Problem description –
Without the pictures, give the records again exactly as they appear.

Available data –
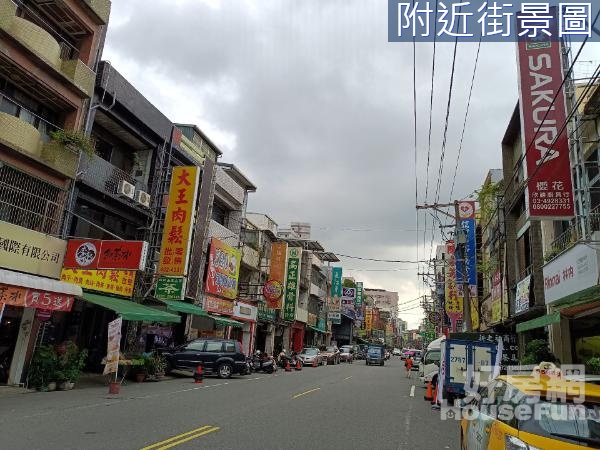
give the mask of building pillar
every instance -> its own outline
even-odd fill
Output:
[[[19,335],[17,336],[17,343],[15,345],[15,351],[13,353],[13,358],[8,373],[9,385],[19,385],[21,383],[23,368],[25,367],[27,358],[27,348],[29,347],[29,339],[33,329],[34,317],[35,309],[25,308],[23,311],[23,316],[21,317]]]
[[[561,317],[559,323],[553,323],[550,329],[550,351],[561,364],[573,364],[571,354],[571,328],[569,319]]]

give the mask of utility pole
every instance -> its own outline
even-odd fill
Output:
[[[462,227],[460,221],[460,210],[458,207],[458,201],[454,202],[454,213],[456,218],[456,242],[455,242],[455,253],[460,249],[460,267],[462,273],[462,288],[463,288],[463,329],[467,332],[473,331],[473,324],[471,322],[471,300],[469,292],[469,277],[467,275],[467,258],[466,258],[466,245],[467,236],[465,229]],[[456,256],[455,256],[456,258]]]

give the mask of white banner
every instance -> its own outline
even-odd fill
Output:
[[[104,375],[117,373],[119,368],[119,353],[121,352],[121,325],[123,319],[116,318],[108,324],[108,346],[106,351],[106,365]]]

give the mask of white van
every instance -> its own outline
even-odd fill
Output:
[[[440,349],[444,337],[432,341],[428,346],[419,366],[419,379],[428,383],[440,369]]]

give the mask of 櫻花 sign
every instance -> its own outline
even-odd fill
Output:
[[[342,268],[333,267],[331,269],[331,296],[342,296]]]
[[[0,304],[49,311],[71,311],[74,300],[72,295],[59,292],[0,284]]]
[[[547,4],[546,4],[547,5]],[[549,8],[549,34],[524,34],[518,42],[521,130],[526,160],[529,217],[568,219],[574,215],[561,44],[556,8]],[[523,24],[517,28],[519,35]]]
[[[183,300],[185,278],[160,276],[156,280],[154,297],[157,300]]]
[[[363,283],[362,281],[358,281],[356,283],[356,299],[354,300],[354,306],[356,306],[357,308],[360,308],[363,304],[363,294]]]
[[[131,297],[135,284],[135,271],[63,269],[60,279],[90,291]]]
[[[67,242],[0,221],[0,267],[60,278]]]
[[[212,238],[208,258],[206,293],[230,299],[236,298],[240,260],[239,250]]]
[[[269,281],[267,283],[270,285],[268,287],[269,295],[265,295],[267,307],[269,309],[281,309],[283,307],[283,289],[285,285],[286,263],[287,243],[273,242],[271,244],[271,265],[269,268]],[[279,293],[280,286],[281,293]],[[267,288],[267,285],[265,285],[265,288]]]
[[[173,167],[160,246],[158,273],[161,275],[187,274],[199,178],[199,167]]]
[[[63,266],[70,269],[143,270],[148,254],[144,241],[71,239]]]
[[[119,368],[119,355],[121,353],[121,326],[123,319],[116,318],[108,324],[108,342],[106,350],[106,364],[104,366],[104,375],[115,374]]]
[[[354,306],[356,300],[356,288],[342,287],[342,305]]]
[[[296,303],[298,301],[298,290],[300,289],[301,257],[302,248],[288,247],[283,319],[290,322],[296,318]]]
[[[502,273],[496,270],[492,279],[492,323],[502,320]]]
[[[458,296],[456,286],[456,263],[454,258],[454,241],[446,242],[446,254],[448,255],[448,273],[446,274],[446,314],[452,322],[452,329],[456,331],[457,322],[462,318],[463,299]]]

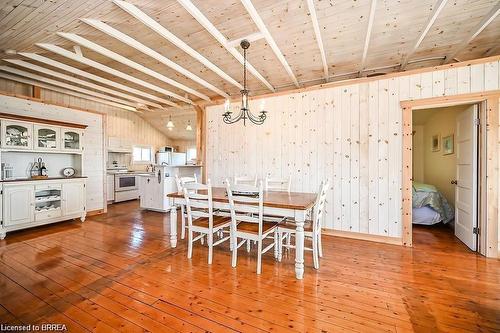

Task output –
give the mask of building pillar
every instance -> its own outline
even-odd fill
Output:
[[[19,335],[17,336],[17,343],[15,345],[15,351],[13,353],[13,358],[8,373],[9,385],[19,385],[21,383],[23,368],[25,367],[27,358],[27,348],[29,347],[29,339],[33,329],[34,317],[35,309],[25,308],[23,311],[23,316],[21,317]]]
[[[561,317],[559,323],[553,323],[550,329],[550,351],[561,364],[573,364],[571,354],[571,328],[569,319]]]

give the mask of utility pole
every instance -> its own outline
even-odd fill
Output:
[[[462,227],[460,221],[460,210],[458,207],[458,201],[454,202],[454,213],[456,218],[456,242],[455,242],[455,253],[460,249],[460,267],[462,273],[462,288],[463,288],[463,329],[467,332],[473,331],[473,324],[471,322],[471,300],[469,292],[469,277],[467,275],[467,258],[466,258],[466,245],[467,236],[465,229]],[[456,256],[455,256],[456,258]]]

give the mask of white banner
every instance -> its own outline
even-odd fill
Output:
[[[104,375],[117,373],[119,368],[119,353],[121,352],[121,325],[123,319],[116,318],[108,324],[108,346],[106,351],[106,365]]]

give the mask of white van
every instance -> its own outline
even-odd fill
Output:
[[[440,349],[444,337],[432,341],[428,346],[419,366],[419,379],[428,383],[440,369]]]

give the mask of 櫻花 sign
every instance -> its own outline
even-odd fill
Output:
[[[342,268],[333,267],[331,269],[331,296],[342,296]]]
[[[0,304],[49,311],[71,311],[74,300],[72,295],[59,292],[0,284]]]
[[[547,4],[546,4],[547,5]],[[549,8],[549,34],[524,34],[518,42],[521,130],[526,160],[529,217],[568,219],[574,215],[561,44],[556,8]],[[523,24],[517,28],[519,35]]]
[[[183,300],[185,278],[160,276],[156,280],[154,297],[157,300]]]
[[[363,283],[362,281],[358,281],[356,283],[356,299],[354,300],[354,306],[356,306],[357,308],[360,308],[363,304],[363,294]]]
[[[131,297],[135,284],[135,271],[63,269],[60,279],[90,291]]]
[[[67,242],[0,221],[0,267],[60,278]]]
[[[212,238],[208,258],[206,293],[230,299],[236,298],[240,260],[239,250]]]
[[[269,281],[267,283],[270,285],[268,287],[269,295],[265,295],[267,307],[269,309],[281,309],[283,307],[283,289],[285,285],[286,263],[287,243],[273,242],[271,244],[271,265],[269,268]],[[279,293],[280,286],[281,293]],[[267,288],[267,285],[265,285],[265,288]]]
[[[173,167],[160,246],[158,273],[161,275],[187,274],[199,178],[199,167]]]
[[[63,266],[70,269],[143,270],[148,254],[144,241],[71,239]]]
[[[119,368],[119,355],[121,353],[121,326],[123,319],[116,318],[108,324],[108,342],[106,350],[106,364],[104,366],[104,375],[115,374]]]
[[[354,306],[356,300],[356,288],[342,287],[342,305]]]
[[[296,303],[298,301],[298,290],[300,289],[301,257],[302,248],[288,247],[283,319],[290,322],[296,318]]]
[[[502,273],[496,270],[492,279],[492,323],[502,320]]]
[[[458,296],[456,286],[456,263],[454,258],[454,241],[446,242],[446,254],[448,255],[448,273],[446,274],[446,314],[452,322],[452,329],[456,331],[457,322],[462,318],[463,299]]]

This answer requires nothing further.